IAPT’s Defence By Disorder

 IAPT’s 2021-2022 Annual Report

Within Subject Effect Size using PHQ9 (for all cases initially at caseness) and only for those who completed two or more treatment sessions.  The ES is pre-treatment mean minus the post-treatment mean/pooled standard deviation 

Depression

1.5

Agoraphobia

0.8

Body Dysmorphic Disorder

1.2

Generalised anxiety disorder

1.0

Hypochondriacal disorders

0.9

Mixed anxiety and depressive disorder

1.2

Obsessive-compulsive disorder

0.9

Other anxiety or stress related disorder

1.2

Panic disorder [episodic paroxysmal anxiety]

0.9

Post-traumatic stress disorder

1.1

Social phobias

0.9

Specific (isolated) phobias

0.8

The mean ES in the above table is 1, this means that at the end of treatment the average client is better than 84% of those at the start. But it is not known how long this change lasts or what proportion of clients would consider themselves back to their old self. No independent person has asked them. The results are based on questionnaire responses made in the presence of the Santa like therapist. Who wants to displease Santa?

Science Has Progressed By Categorisation but IAPT Feigns This

The IAPT Manual states  that its’ staff do not make diagnoses. How then are the IAPT staff supposed to know which label to attach to whom? It can be contended that the diagnostic labels don’t matter, but that is not what NICE says, they recommend specific protocols for particular disorders. IAPT has been dishonest since its’ inception, in claiming NICE compliance. It should publicly admit that its staff excercise unbridled clinical judgement in choosing a ‘diagnostic’ label. As a consequence the treatment it serves up is necessarily idiosyncratic. There is know knowing what this Santa will deliver!

IAPT squeezes its clients into 12 categories, one of which mixed anxiety and depressive disorder is still used despite the advice in the 2019 Manual. No room at the inn for those with an adjustment disorder, personality disorder, bulimia, substance dependence, bipolar or psychosis. The injunction from the Service is to treat the principal disorder, but comorbidity is the rule rather than the exception. The implication is that comorbidity is best ignored. Clients are made to fit the Service and not the other way round.
__________________________________________________
- _What to do_
1. Copy the passage of the IAPT report that begins at "Post-traumatic stress disorder" and stops after "to displease Santa?", and replace "questionnaire responses" with "self-report forms" along the way.
2. What effect size does the IAPT report excerpt list for post-traumatic stress disorder?
Rely on nothing but the text above.

[Stored data entries]
__________________________________________________
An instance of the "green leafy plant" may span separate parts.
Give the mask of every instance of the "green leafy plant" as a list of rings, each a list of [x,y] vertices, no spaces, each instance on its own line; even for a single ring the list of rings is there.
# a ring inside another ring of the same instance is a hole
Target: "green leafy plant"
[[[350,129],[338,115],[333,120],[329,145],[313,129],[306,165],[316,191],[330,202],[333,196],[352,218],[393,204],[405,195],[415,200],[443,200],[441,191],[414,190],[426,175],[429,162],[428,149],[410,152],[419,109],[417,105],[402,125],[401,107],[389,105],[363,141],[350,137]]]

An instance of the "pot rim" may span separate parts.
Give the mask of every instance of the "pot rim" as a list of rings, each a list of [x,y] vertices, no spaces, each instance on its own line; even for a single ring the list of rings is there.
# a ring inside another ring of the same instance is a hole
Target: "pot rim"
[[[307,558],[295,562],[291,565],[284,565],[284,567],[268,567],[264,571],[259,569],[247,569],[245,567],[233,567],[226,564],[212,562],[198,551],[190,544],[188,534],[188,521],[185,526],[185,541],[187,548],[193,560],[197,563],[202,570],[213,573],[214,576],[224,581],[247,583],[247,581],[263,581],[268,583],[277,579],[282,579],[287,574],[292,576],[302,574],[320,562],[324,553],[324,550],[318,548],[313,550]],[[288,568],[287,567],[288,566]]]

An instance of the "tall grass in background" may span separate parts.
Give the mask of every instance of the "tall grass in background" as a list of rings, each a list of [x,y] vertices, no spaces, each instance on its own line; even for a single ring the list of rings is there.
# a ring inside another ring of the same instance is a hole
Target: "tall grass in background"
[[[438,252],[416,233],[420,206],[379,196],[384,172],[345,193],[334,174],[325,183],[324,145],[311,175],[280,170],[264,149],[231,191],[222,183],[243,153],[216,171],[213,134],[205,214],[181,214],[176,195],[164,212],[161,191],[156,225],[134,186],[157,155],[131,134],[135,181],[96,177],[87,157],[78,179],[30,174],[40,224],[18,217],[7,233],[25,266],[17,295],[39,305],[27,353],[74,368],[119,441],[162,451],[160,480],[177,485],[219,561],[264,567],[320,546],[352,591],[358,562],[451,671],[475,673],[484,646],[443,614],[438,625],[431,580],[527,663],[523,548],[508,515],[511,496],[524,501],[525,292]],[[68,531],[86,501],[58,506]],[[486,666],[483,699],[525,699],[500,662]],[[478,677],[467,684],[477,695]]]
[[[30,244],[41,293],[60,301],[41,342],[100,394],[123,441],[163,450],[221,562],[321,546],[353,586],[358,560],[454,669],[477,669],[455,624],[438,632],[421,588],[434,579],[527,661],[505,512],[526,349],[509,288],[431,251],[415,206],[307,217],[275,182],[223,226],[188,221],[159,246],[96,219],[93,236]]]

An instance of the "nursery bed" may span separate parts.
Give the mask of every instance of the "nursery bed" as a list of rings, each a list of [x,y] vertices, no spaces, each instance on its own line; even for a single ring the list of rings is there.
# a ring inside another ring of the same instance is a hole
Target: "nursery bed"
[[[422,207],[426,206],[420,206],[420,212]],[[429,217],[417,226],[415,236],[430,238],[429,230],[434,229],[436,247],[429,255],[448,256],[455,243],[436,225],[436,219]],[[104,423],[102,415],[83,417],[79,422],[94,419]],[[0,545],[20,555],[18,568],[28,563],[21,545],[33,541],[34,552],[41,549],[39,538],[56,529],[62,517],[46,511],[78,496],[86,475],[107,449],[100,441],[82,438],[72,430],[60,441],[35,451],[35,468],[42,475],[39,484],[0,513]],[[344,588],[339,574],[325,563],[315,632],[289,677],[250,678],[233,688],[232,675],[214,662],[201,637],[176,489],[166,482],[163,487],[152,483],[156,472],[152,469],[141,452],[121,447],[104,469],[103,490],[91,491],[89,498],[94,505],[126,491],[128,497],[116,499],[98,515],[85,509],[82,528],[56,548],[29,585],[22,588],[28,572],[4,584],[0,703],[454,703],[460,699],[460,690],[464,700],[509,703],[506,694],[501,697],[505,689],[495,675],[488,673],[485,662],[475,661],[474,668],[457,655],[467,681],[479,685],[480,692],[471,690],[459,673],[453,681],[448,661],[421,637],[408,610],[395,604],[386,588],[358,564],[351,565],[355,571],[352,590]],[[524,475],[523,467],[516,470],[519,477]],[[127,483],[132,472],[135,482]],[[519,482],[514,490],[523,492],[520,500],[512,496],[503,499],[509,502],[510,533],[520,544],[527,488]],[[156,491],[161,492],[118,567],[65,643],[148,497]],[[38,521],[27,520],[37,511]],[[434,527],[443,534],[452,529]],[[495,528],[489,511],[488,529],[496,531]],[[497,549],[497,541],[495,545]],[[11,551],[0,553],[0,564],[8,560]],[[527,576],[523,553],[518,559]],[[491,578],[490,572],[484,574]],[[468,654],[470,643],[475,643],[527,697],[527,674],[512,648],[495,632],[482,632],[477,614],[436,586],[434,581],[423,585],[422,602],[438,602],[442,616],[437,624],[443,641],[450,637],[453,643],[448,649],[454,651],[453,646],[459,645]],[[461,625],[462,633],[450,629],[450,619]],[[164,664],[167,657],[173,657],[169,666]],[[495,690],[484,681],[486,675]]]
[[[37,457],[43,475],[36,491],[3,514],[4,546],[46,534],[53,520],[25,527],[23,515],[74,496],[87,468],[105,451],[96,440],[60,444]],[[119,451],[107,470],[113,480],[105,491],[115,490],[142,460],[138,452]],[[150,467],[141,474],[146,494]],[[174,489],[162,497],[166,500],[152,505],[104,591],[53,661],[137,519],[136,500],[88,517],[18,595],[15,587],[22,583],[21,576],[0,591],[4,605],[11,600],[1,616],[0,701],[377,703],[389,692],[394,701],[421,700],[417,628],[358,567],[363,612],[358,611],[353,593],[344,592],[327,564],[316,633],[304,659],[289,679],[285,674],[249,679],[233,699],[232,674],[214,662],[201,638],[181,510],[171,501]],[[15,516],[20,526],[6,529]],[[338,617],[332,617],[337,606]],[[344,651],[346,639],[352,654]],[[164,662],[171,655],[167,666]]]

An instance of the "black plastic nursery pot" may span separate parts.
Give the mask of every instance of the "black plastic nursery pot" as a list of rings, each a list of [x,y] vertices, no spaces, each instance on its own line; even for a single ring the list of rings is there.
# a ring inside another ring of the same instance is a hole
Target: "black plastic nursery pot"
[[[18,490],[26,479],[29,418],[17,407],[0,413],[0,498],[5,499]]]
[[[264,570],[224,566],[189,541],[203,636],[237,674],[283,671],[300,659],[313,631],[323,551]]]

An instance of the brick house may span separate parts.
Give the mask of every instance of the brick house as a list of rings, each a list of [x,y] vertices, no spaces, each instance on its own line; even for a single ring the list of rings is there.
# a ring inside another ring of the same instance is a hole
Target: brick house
__________________________________________________
- _Numbered answers_
1.
Post-traumatic stress disorder

1.1

Social phobias

0.9

Specific (isolated) phobias

0.8

The mean ES in the above table is 1, this means that at the end of treatment the average client is better than 84% of those at the start. But it is not known how long this change lasts or what proportion of clients would consider themselves back to their old self. No independent person has asked them. The results are based on self-report forms made in the presence of the Santa like therapist. Who wants to displease Santa?

2. 1.1